*ACTIVITY:* Print exactly, and only, the lines running from the line containing "Target: cobblestone pavement" through the end of the records below.

*EXERCISE DATA:*
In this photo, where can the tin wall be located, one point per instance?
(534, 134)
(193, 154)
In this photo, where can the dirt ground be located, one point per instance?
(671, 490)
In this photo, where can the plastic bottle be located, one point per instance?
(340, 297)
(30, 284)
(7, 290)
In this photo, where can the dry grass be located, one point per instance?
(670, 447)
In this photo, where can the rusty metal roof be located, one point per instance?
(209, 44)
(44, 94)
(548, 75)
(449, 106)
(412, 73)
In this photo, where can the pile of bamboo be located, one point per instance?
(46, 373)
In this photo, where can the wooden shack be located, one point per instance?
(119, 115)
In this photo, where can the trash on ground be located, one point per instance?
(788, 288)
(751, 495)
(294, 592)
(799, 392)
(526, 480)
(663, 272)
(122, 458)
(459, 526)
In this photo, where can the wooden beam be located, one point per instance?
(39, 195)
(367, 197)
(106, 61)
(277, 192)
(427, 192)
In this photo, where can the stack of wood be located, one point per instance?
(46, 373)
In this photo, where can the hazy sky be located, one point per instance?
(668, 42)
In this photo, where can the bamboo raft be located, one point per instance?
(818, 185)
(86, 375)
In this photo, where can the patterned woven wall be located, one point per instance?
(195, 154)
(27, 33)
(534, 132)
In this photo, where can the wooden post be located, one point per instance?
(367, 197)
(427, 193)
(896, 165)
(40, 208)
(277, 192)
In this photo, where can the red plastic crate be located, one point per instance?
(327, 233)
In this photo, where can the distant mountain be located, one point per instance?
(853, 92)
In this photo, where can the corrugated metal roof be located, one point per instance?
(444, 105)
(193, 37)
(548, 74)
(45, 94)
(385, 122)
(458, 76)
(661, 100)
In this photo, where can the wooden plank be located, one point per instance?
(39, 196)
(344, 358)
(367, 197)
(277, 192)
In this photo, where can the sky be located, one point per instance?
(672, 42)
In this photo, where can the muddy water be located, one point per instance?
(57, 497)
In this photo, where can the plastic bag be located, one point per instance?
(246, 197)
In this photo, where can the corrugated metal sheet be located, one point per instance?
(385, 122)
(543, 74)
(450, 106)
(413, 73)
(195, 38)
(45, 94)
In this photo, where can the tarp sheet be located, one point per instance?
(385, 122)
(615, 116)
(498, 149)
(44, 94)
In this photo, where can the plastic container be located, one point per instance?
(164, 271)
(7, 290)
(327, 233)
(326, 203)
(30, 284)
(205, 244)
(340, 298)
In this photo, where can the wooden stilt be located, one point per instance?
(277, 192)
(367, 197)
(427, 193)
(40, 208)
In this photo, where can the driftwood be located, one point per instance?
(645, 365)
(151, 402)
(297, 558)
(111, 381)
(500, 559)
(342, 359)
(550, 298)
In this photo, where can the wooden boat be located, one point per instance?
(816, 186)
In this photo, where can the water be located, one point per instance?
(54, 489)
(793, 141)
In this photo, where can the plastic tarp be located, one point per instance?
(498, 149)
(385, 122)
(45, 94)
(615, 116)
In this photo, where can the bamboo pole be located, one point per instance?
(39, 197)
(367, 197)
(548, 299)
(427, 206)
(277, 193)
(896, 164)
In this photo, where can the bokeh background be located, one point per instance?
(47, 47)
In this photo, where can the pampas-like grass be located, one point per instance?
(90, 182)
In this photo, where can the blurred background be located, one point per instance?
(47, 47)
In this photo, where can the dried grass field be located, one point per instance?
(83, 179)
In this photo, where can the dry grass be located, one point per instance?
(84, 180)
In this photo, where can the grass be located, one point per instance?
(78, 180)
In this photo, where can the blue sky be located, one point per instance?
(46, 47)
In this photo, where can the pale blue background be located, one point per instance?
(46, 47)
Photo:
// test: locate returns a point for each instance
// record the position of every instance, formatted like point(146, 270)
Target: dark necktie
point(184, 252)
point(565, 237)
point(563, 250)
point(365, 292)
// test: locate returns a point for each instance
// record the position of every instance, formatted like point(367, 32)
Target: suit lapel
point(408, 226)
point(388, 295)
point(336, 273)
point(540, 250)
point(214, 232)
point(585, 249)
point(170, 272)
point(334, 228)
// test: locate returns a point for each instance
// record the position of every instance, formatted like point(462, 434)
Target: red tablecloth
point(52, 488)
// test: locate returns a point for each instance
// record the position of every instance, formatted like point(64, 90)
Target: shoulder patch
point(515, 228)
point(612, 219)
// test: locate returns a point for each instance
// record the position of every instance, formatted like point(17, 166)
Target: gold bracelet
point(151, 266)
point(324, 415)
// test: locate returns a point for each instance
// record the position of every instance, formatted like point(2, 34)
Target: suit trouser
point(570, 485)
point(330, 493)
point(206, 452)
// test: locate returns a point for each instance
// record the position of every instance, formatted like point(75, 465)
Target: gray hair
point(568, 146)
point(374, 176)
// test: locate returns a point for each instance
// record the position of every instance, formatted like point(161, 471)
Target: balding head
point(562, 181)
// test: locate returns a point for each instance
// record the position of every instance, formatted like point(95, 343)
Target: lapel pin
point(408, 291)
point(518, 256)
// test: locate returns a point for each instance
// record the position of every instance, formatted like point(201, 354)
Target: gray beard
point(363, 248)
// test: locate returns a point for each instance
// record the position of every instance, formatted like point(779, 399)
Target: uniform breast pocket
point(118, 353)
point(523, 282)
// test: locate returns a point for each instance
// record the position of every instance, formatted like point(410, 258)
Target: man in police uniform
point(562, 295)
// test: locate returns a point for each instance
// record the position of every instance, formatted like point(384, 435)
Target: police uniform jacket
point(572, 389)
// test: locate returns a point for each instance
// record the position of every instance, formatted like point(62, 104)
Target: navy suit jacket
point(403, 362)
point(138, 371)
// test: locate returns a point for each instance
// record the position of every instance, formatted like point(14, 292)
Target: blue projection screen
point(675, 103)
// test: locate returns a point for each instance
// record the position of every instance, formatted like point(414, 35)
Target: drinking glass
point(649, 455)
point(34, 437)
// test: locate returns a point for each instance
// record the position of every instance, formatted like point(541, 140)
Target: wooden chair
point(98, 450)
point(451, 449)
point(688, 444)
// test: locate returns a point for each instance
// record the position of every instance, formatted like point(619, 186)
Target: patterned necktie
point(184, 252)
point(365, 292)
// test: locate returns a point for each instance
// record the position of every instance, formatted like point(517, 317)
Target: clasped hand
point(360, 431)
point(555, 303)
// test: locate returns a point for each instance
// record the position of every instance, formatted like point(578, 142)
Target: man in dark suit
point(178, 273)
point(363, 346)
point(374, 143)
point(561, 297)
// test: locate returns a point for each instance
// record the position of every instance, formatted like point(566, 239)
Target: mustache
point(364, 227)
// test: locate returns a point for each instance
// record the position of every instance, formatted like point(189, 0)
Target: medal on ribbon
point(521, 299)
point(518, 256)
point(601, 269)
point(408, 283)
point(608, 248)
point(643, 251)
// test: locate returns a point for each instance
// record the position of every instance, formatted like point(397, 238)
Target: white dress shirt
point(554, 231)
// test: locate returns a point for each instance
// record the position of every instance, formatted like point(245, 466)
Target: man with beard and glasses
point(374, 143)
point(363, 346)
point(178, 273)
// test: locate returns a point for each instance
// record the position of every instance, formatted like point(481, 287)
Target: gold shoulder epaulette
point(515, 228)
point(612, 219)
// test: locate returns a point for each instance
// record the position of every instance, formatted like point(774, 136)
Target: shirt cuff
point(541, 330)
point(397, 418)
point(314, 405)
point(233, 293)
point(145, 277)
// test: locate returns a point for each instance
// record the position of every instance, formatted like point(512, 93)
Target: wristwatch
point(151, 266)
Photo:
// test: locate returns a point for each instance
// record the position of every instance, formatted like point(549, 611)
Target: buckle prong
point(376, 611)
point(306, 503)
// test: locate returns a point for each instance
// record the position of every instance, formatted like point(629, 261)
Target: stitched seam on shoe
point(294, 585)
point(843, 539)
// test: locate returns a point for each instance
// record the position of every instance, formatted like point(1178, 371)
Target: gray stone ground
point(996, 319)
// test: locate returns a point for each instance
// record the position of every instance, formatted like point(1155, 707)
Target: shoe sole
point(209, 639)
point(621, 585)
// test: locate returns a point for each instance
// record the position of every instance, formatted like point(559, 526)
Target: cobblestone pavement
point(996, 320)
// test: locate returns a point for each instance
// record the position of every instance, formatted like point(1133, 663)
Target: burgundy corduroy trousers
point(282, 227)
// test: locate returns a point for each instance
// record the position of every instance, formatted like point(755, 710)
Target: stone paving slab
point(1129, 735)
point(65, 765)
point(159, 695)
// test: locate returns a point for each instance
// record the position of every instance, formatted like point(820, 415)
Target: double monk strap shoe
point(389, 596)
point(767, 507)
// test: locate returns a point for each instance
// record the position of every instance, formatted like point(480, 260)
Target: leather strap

*EXERCISE OUTPUT:*
Target: cobblestone pavement
point(996, 320)
// test: locate returns a point for each instance
// record the position of every instance, formatted like point(1133, 663)
Target: burgundy corduroy trousers
point(282, 227)
// test: locate returns a point for each instance
// record the position of every instance, formatted like point(755, 710)
Target: stone paving slab
point(1129, 735)
point(65, 765)
point(159, 695)
// test: locate returns a point for each instance
// record the position of every instance, formatted like point(820, 415)
Target: double monk strap shoe
point(389, 596)
point(767, 507)
// test: locate returns a point for each instance
// record the position of every instance, formatted like point(480, 260)
Target: leather strap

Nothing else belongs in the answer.